═════ PROVIDED MATERIAL
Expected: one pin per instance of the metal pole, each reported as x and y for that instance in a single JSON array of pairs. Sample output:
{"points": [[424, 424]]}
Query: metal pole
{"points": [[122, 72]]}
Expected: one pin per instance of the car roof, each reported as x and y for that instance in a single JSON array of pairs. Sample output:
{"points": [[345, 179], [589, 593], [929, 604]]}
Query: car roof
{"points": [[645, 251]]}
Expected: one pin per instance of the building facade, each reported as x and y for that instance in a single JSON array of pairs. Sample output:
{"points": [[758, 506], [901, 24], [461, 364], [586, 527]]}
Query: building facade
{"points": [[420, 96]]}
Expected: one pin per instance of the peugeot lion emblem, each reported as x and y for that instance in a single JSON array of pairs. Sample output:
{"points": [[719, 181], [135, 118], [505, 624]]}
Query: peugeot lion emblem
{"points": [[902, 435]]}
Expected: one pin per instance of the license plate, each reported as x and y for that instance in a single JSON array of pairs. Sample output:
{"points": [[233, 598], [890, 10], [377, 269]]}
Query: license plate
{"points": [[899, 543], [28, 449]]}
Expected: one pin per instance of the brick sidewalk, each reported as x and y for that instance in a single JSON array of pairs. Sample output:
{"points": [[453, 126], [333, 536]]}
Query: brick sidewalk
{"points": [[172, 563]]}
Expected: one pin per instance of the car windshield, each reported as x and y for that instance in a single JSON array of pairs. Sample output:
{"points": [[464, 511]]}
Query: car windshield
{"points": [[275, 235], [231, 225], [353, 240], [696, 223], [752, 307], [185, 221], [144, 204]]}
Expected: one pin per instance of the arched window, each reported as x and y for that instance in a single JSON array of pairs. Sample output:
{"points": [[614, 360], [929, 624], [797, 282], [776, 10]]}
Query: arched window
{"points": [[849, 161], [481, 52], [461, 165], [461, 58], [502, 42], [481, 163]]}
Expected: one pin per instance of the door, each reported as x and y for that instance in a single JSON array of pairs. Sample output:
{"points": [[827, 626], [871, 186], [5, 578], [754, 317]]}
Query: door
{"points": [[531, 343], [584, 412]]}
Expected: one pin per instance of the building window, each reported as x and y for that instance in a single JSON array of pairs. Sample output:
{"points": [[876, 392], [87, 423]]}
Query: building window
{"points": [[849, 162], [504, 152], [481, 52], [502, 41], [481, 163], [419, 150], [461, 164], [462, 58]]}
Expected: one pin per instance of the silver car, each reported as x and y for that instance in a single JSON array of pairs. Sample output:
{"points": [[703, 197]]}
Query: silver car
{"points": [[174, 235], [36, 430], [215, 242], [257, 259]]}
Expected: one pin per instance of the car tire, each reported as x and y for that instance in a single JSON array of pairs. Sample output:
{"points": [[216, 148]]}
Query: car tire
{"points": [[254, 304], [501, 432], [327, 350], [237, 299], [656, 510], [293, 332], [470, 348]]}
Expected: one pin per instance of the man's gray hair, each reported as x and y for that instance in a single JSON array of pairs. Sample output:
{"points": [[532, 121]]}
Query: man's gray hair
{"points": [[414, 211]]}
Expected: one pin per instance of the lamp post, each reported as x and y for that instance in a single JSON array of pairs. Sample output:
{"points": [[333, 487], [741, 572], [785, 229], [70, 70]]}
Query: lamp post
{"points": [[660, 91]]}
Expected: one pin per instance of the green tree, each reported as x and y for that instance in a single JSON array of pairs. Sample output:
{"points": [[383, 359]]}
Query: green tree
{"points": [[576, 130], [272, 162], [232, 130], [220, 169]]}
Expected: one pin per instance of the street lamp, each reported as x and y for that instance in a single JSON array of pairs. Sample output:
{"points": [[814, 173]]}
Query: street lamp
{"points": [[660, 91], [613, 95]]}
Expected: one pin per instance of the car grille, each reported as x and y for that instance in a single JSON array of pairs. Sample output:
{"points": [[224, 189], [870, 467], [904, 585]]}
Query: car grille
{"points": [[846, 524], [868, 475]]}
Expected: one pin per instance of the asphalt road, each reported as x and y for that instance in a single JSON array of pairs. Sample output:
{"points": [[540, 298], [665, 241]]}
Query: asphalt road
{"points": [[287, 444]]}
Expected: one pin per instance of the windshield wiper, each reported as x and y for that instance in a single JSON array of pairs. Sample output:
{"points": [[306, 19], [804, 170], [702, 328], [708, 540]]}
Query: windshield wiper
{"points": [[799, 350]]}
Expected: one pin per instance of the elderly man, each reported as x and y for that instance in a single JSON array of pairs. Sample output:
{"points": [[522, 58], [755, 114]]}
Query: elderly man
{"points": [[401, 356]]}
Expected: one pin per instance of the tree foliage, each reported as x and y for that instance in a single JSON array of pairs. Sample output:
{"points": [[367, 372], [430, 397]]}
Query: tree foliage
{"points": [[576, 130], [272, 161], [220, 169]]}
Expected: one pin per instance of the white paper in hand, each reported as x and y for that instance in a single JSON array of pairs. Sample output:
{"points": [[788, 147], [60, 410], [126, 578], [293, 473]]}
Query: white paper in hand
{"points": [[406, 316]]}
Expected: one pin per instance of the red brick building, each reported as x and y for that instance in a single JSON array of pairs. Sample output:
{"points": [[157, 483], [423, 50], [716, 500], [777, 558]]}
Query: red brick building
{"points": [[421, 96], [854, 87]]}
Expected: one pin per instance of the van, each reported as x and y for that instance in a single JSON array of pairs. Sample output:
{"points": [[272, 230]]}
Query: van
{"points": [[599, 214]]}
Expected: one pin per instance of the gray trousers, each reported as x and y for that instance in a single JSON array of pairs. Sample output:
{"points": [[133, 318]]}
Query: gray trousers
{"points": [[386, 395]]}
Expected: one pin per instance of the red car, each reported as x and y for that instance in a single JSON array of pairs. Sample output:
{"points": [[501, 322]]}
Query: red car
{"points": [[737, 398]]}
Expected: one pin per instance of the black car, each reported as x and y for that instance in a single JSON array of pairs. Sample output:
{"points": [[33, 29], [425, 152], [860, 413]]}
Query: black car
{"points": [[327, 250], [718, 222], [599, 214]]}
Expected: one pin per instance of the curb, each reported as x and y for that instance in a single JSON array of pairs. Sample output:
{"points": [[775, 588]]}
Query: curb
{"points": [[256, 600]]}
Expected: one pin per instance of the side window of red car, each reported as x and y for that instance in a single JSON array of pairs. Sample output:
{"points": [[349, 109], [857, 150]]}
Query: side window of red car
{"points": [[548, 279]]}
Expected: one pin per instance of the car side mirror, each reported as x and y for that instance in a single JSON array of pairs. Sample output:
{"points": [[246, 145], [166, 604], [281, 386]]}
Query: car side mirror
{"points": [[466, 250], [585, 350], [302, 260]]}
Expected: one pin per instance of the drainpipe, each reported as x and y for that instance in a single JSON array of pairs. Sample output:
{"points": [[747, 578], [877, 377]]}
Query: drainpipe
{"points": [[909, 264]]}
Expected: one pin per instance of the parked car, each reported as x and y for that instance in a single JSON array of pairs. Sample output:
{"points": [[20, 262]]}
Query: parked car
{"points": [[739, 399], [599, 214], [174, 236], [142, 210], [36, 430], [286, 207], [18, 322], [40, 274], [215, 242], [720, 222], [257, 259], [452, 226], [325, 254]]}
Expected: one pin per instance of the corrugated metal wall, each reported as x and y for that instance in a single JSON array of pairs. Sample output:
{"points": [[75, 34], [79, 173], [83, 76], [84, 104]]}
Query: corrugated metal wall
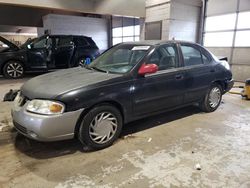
{"points": [[239, 56]]}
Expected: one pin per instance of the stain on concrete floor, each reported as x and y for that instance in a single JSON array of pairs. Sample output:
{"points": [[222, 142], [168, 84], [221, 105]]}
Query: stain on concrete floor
{"points": [[218, 141]]}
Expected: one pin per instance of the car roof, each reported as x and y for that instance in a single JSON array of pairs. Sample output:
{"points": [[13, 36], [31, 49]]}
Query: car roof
{"points": [[158, 42], [67, 36]]}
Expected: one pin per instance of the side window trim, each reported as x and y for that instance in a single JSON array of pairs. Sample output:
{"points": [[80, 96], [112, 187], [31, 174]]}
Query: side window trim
{"points": [[196, 48], [177, 57]]}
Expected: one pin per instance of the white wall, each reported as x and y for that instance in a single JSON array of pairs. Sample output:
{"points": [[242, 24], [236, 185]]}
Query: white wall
{"points": [[97, 28], [180, 18], [239, 57], [185, 20]]}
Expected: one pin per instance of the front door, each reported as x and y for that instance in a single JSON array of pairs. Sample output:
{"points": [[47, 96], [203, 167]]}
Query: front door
{"points": [[37, 53], [63, 52], [200, 72], [163, 89]]}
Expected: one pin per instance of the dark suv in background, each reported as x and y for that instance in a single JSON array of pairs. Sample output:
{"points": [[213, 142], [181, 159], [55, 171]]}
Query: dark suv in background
{"points": [[45, 53]]}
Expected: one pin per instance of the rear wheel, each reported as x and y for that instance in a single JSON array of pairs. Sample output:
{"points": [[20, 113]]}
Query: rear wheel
{"points": [[212, 99], [13, 69], [100, 127]]}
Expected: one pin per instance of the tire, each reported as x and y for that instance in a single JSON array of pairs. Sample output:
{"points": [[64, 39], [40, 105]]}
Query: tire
{"points": [[212, 99], [92, 134], [81, 61], [13, 69]]}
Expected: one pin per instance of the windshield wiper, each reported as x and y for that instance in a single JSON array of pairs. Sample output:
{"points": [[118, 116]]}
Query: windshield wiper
{"points": [[97, 69]]}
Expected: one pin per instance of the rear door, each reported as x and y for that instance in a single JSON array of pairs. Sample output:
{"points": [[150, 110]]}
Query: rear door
{"points": [[163, 89], [200, 71], [38, 51], [64, 51]]}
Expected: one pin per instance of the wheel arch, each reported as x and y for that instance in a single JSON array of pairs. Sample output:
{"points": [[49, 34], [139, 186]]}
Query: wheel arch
{"points": [[221, 84]]}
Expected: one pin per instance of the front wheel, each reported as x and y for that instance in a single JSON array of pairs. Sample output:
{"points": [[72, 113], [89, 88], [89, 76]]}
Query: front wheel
{"points": [[100, 127], [212, 99], [13, 69]]}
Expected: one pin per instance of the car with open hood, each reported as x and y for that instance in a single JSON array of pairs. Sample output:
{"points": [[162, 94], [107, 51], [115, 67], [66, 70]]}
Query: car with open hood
{"points": [[130, 81], [45, 53]]}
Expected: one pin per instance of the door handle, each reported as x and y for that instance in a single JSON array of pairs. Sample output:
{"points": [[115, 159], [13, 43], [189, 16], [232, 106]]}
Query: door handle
{"points": [[178, 76], [212, 70]]}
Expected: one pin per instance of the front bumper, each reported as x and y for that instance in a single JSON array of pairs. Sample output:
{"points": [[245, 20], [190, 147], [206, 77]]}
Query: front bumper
{"points": [[45, 128], [229, 85]]}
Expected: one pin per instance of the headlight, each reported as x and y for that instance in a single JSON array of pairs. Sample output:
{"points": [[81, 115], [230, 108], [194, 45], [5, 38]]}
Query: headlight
{"points": [[45, 107], [225, 64]]}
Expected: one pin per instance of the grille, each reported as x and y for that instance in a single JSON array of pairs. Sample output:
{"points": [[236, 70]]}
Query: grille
{"points": [[20, 128]]}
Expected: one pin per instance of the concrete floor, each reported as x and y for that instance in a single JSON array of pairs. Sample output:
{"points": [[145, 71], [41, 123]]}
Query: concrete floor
{"points": [[161, 151]]}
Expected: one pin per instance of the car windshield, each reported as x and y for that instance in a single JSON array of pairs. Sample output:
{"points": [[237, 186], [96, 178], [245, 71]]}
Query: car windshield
{"points": [[3, 46], [29, 41], [120, 59]]}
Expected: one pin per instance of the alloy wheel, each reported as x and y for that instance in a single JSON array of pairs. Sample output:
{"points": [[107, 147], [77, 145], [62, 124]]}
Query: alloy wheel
{"points": [[103, 127]]}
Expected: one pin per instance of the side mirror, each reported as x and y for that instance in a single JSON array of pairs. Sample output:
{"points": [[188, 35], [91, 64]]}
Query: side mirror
{"points": [[148, 69]]}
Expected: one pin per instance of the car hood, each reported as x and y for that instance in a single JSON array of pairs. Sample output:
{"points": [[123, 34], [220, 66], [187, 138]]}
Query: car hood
{"points": [[49, 86], [10, 44]]}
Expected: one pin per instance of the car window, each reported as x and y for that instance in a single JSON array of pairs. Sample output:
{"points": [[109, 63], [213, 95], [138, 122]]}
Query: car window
{"points": [[64, 41], [191, 55], [3, 46], [205, 59], [42, 43], [91, 42], [82, 42], [120, 59], [165, 57]]}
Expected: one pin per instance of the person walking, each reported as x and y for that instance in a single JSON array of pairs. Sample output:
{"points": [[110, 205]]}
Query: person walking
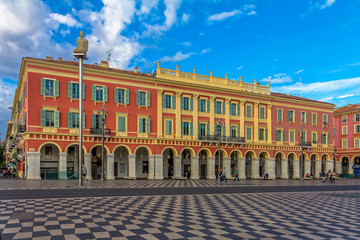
{"points": [[236, 175], [84, 172], [224, 174]]}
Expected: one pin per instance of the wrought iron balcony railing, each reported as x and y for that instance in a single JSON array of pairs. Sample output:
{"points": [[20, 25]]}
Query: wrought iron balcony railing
{"points": [[98, 131], [215, 138]]}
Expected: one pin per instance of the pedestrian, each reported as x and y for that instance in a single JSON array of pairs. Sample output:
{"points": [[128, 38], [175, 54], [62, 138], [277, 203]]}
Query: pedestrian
{"points": [[84, 172], [224, 174], [236, 175]]}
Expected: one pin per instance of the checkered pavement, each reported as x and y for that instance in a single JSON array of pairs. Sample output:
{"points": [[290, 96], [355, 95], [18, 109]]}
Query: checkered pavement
{"points": [[299, 215]]}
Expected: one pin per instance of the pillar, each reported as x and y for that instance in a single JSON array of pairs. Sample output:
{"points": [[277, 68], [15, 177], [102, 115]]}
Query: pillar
{"points": [[270, 167], [62, 174], [110, 167], [307, 167], [255, 168], [241, 167], [210, 168], [33, 165], [296, 164], [87, 162], [177, 167], [159, 167], [317, 168], [194, 167], [285, 168], [132, 166], [151, 172]]}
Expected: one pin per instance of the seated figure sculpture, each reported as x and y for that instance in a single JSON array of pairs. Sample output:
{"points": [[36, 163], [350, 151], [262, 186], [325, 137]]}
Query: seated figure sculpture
{"points": [[81, 44]]}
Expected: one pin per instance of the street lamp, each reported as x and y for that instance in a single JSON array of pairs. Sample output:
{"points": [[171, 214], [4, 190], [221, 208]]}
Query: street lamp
{"points": [[102, 114], [218, 127]]}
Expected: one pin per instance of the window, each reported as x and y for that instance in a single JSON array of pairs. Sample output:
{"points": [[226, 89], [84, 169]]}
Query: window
{"points": [[218, 106], [49, 118], [248, 111], [344, 130], [49, 87], [143, 98], [291, 115], [248, 133], [144, 125], [232, 109], [344, 144], [279, 111], [73, 120], [48, 150], [99, 93], [186, 128], [344, 118], [168, 127], [121, 96], [314, 119], [262, 112]]}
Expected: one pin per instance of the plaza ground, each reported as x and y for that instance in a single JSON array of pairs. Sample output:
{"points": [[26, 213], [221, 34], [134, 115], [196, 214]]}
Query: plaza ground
{"points": [[179, 209]]}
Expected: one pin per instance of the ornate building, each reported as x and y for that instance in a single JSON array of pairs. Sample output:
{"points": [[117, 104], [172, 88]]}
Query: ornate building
{"points": [[346, 139], [163, 126]]}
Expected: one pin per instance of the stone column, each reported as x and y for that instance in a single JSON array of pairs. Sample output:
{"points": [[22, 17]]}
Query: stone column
{"points": [[255, 168], [62, 166], [296, 169], [317, 168], [151, 172], [307, 167], [338, 167], [270, 167], [242, 168], [110, 166], [227, 166], [87, 162], [159, 167], [210, 168], [132, 166], [194, 167], [33, 165], [285, 168], [177, 167]]}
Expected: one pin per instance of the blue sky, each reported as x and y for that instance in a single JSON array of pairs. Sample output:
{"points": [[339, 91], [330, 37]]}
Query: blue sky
{"points": [[309, 48]]}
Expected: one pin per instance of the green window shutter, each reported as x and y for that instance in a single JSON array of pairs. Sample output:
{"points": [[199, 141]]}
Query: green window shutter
{"points": [[56, 90], [127, 96], [116, 95], [93, 92], [266, 134], [43, 117], [42, 87], [105, 94], [283, 135], [148, 99], [57, 120], [70, 125], [70, 89], [148, 125]]}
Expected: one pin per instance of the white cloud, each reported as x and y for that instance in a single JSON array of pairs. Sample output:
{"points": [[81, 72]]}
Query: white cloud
{"points": [[176, 58], [224, 15], [278, 79]]}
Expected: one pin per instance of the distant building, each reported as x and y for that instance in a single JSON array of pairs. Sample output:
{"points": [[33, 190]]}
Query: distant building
{"points": [[163, 126], [347, 137]]}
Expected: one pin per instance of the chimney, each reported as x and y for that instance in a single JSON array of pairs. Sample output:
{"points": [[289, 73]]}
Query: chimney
{"points": [[104, 64]]}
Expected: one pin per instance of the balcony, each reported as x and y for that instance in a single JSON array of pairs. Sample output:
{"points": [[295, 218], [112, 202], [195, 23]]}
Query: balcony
{"points": [[98, 132]]}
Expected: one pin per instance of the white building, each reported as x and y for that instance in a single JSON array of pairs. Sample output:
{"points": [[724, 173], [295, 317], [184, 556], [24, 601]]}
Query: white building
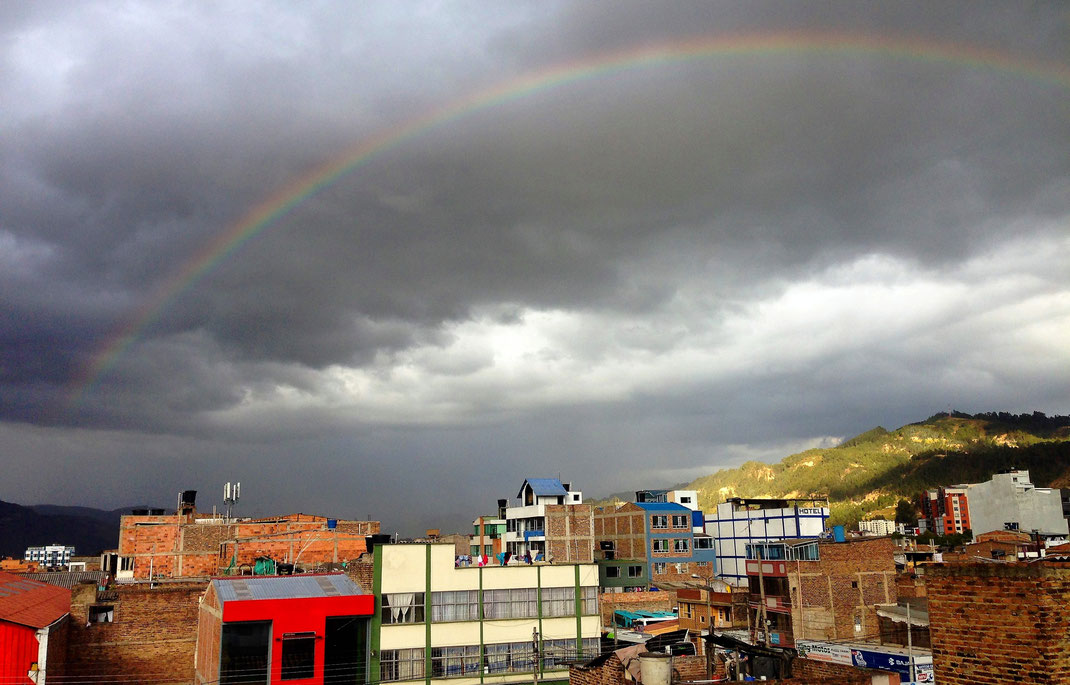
{"points": [[477, 624], [525, 524], [877, 527], [1009, 500], [49, 554], [738, 522]]}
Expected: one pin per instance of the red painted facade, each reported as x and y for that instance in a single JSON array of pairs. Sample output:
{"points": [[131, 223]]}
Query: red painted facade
{"points": [[297, 615], [18, 650], [306, 615]]}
══════════
- [WORK TO BE COMPLETED]: Reproduce exactly the lines from the one with "Expected: one pin per instance of the balcony, each" to the bottom of the listing, both ends included, and nothing else. Skip the pictures.

- [PROBLEM SOLUTION]:
Expected: one pin per instance of the balcony, each reported as x and y for that instance in a single JSON array of pairs. Sample output:
{"points": [[295, 218], [112, 202], [195, 23]]}
Query: balcony
{"points": [[98, 132]]}
Expected: one pin per instance of the white building, each reported as x and y for that instance in a single JSON array of pairs. Sample output:
{"points": [[724, 173], [295, 317], [184, 556], [24, 601]]}
Query: white building
{"points": [[477, 624], [525, 524], [877, 527], [1009, 500], [49, 554], [738, 522]]}
Expected: one pin per instance of the red painted facade, each reported as x and y for that instance in a single JSON array of pairs. Sample output:
{"points": [[131, 223]]}
Query: red painted facade
{"points": [[297, 615], [18, 650], [306, 615]]}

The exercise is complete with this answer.